[Stored data entries]
○ ○ ○ ○ ○ ○ ○

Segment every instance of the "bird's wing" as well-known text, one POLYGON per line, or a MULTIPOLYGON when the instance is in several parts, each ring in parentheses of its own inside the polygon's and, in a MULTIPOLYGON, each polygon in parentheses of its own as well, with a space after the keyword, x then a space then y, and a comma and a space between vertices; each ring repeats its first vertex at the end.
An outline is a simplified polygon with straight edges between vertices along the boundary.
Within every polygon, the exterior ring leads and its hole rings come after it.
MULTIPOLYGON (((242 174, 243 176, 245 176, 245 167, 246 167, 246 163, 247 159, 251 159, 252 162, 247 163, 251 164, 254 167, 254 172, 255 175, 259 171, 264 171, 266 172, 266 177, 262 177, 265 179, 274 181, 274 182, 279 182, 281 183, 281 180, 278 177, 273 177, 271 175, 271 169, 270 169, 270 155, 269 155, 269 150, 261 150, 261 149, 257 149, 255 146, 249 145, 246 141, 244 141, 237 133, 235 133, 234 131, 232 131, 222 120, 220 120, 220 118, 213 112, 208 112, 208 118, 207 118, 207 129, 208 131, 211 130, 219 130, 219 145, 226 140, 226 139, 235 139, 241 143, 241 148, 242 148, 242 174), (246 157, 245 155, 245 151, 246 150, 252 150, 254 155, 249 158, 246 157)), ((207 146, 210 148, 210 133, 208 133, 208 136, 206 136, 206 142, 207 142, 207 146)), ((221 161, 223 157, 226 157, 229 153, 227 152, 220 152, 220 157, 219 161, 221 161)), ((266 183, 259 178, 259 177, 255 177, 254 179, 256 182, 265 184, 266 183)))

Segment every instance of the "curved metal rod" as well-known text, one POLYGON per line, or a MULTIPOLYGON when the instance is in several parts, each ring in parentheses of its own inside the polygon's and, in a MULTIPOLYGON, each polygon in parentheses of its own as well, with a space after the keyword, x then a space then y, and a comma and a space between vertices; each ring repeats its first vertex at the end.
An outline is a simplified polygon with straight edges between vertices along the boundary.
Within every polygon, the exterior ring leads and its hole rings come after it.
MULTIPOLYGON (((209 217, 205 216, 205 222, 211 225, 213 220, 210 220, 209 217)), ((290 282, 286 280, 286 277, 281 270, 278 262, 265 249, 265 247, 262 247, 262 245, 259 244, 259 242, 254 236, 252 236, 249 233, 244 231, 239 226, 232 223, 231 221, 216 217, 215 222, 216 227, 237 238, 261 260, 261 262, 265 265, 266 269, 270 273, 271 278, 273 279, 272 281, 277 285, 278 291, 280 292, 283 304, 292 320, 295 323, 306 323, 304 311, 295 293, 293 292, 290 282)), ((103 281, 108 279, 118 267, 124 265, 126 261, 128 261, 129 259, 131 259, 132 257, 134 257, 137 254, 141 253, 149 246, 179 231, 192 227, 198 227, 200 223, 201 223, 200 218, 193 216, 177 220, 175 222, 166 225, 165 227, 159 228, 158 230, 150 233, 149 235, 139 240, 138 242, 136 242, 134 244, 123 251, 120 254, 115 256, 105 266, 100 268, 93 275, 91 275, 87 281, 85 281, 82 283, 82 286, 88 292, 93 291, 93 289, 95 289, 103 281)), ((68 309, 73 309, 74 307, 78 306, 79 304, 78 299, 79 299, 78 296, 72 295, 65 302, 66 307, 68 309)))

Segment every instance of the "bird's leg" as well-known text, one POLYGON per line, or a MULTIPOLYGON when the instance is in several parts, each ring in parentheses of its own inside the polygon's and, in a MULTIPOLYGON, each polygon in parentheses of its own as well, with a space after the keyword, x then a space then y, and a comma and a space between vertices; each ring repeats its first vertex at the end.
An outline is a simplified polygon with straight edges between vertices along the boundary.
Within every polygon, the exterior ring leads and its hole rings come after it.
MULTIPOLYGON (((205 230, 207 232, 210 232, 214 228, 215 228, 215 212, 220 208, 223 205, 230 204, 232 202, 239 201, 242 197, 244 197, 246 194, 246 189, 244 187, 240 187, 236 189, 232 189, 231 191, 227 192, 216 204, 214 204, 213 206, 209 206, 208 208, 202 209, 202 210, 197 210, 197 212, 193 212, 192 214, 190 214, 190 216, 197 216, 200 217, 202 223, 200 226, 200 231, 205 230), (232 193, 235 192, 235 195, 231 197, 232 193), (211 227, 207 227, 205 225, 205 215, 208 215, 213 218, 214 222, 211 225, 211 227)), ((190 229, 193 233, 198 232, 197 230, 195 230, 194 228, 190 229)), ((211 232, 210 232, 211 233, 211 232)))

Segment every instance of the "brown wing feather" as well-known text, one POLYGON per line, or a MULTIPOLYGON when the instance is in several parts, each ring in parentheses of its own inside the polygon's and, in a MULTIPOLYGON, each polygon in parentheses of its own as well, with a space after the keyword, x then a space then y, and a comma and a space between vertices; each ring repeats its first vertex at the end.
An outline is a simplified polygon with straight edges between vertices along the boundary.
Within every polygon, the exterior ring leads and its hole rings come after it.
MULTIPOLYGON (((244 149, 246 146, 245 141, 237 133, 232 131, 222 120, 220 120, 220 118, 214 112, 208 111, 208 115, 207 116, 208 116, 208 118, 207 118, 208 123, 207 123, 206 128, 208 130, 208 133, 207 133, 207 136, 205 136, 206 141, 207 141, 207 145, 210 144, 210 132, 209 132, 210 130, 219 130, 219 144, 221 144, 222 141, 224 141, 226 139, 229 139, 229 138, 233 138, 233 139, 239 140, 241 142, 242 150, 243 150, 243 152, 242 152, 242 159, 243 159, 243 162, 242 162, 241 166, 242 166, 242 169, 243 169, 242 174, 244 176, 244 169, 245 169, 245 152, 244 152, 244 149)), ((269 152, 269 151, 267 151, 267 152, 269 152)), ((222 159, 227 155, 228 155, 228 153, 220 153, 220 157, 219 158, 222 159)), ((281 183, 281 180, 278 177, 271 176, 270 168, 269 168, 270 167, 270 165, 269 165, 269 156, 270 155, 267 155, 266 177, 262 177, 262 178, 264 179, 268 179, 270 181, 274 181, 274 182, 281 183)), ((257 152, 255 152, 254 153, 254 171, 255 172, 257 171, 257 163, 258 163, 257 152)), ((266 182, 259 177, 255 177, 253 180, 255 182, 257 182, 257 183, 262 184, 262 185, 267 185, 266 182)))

○ ○ ○ ○ ○ ○ ○

List every line in the rows above that contains the word "wing". Case counts, so match it precisely.

Segment every instance of the "bird's wing" as well-known text, one POLYGON per line, or a MULTIPOLYGON when the instance is in several parts, each ring in parentheses of its own inside the polygon's and, in a MULTIPOLYGON, each polygon in parentheses of its own as well, with a space after the keyword, x then a space then y, and a comma and a space between vertices; each ring repeats its first vertex at the end.
Segment every instance of the "brown wing feather" as well-known text, one POLYGON per line, or a MULTIPOLYGON when the instance is in several parts, each ring in parentheses of its own inside the polygon's and, in a MULTIPOLYGON, each polygon in parentheses of its own as well, with a space after the keyword, x then a space then y, and a comma and a space between vertices; each ring repeats its first vertex at the end.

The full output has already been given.